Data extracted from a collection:
* start *

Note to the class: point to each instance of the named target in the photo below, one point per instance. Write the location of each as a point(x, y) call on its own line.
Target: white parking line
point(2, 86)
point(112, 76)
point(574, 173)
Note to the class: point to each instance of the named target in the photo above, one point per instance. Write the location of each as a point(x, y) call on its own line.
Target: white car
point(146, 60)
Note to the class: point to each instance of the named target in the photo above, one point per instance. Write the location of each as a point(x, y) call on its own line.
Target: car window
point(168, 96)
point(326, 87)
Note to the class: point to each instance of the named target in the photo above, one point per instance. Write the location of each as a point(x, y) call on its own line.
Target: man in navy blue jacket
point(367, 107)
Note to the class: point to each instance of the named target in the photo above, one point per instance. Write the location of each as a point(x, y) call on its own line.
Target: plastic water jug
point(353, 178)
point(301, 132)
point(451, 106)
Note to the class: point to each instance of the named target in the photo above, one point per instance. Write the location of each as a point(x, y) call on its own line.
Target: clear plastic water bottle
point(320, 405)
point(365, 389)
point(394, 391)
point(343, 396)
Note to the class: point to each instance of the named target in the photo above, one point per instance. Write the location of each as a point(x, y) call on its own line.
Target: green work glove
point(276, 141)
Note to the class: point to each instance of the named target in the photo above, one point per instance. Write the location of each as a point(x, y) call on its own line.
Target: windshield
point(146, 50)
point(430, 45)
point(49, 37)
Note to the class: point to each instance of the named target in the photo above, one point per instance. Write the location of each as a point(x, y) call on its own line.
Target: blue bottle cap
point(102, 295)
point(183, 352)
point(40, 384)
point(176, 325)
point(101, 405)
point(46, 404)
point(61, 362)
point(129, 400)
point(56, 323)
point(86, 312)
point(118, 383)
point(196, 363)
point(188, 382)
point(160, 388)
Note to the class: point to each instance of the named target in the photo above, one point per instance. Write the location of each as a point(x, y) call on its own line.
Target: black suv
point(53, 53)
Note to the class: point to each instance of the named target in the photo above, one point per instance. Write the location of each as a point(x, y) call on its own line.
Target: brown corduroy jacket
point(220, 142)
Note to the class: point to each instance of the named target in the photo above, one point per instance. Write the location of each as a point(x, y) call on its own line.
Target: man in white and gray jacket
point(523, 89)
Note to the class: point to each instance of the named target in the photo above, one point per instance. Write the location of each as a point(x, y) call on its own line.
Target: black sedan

* end *

SET TASK: Edit the lines above so that "Note to the class" is replaced with "Reminder for students" everywhere it appears, with nothing else changed.

EXERCISE OUTPUT:
Reminder for students: point to each instance of the named target in the photo below, one point per instance. Write the location of each as a point(x, y) call on its own line.
Target: white parking line
point(2, 86)
point(112, 76)
point(574, 173)
Reminder for students: point to each instance of the named target in the photo above, one point per instance. Write the location of each as a point(x, y) call on its own line.
Target: white car
point(146, 60)
Reminder for students: point to each instance of the named target in the photo above, one point per instance. Write the location of each as a point(x, y) call on its own line.
Target: car window
point(168, 96)
point(326, 87)
Reminder for students: point to each instance of the named target in the photo above, one point per instance. Write the location of each as a point(x, y) call on its own line.
Target: man in navy blue jacket
point(367, 107)
Reminder for students: point to each instance of the named target in the photo above, one point per instance. Write the location of each as a point(x, y) call on its own line.
Target: plastic water jug
point(353, 178)
point(301, 132)
point(451, 106)
Reminder for students: point to each instance of the named target in the photo above, one point per instance. Write the location of each as a point(x, y) call on its own line.
Target: clear plastic water bottle
point(320, 405)
point(365, 389)
point(394, 391)
point(343, 396)
Reminder for students: point to each instance of the named target in the photo above, one point per instance. Write the location of each as a point(x, y) call on its own line.
Target: green work glove
point(276, 141)
Reminder for students: point to each instance of the named target in the photo above, one point per instance. Write the location of each as a point(x, y) call on its own line.
Target: windshield
point(146, 50)
point(430, 45)
point(49, 37)
Reminder for students: point to each instance of the named target in the photo above, one point per instance. Write the location of each as a point(x, y) call on its own line.
Target: blue bottle cap
point(102, 295)
point(183, 352)
point(40, 384)
point(176, 325)
point(101, 405)
point(46, 404)
point(61, 362)
point(129, 400)
point(56, 323)
point(86, 312)
point(118, 383)
point(196, 363)
point(188, 382)
point(160, 388)
Reminder for students: point to each instance of the named target in the photo above, one point per instance. Write the location of each as a point(x, y) call on its own line.
Target: black suv
point(53, 53)
Reminder for students: point to each instance of the named target in the photo above, one point per instance. Write the location of each as a point(x, y) call on its own line.
Target: brown corduroy jacket
point(220, 142)
Reminder for students: point to each instance of the named target in the photo above, one point per instance. Write the location of each as a point(x, y) call on its own line.
Target: man in white and gray jacket
point(523, 89)
Reminder for students: point to each instance of the named target in the photo above, one point per instance. Write the location of each as a point(x, y) call on its own line.
Target: black sedan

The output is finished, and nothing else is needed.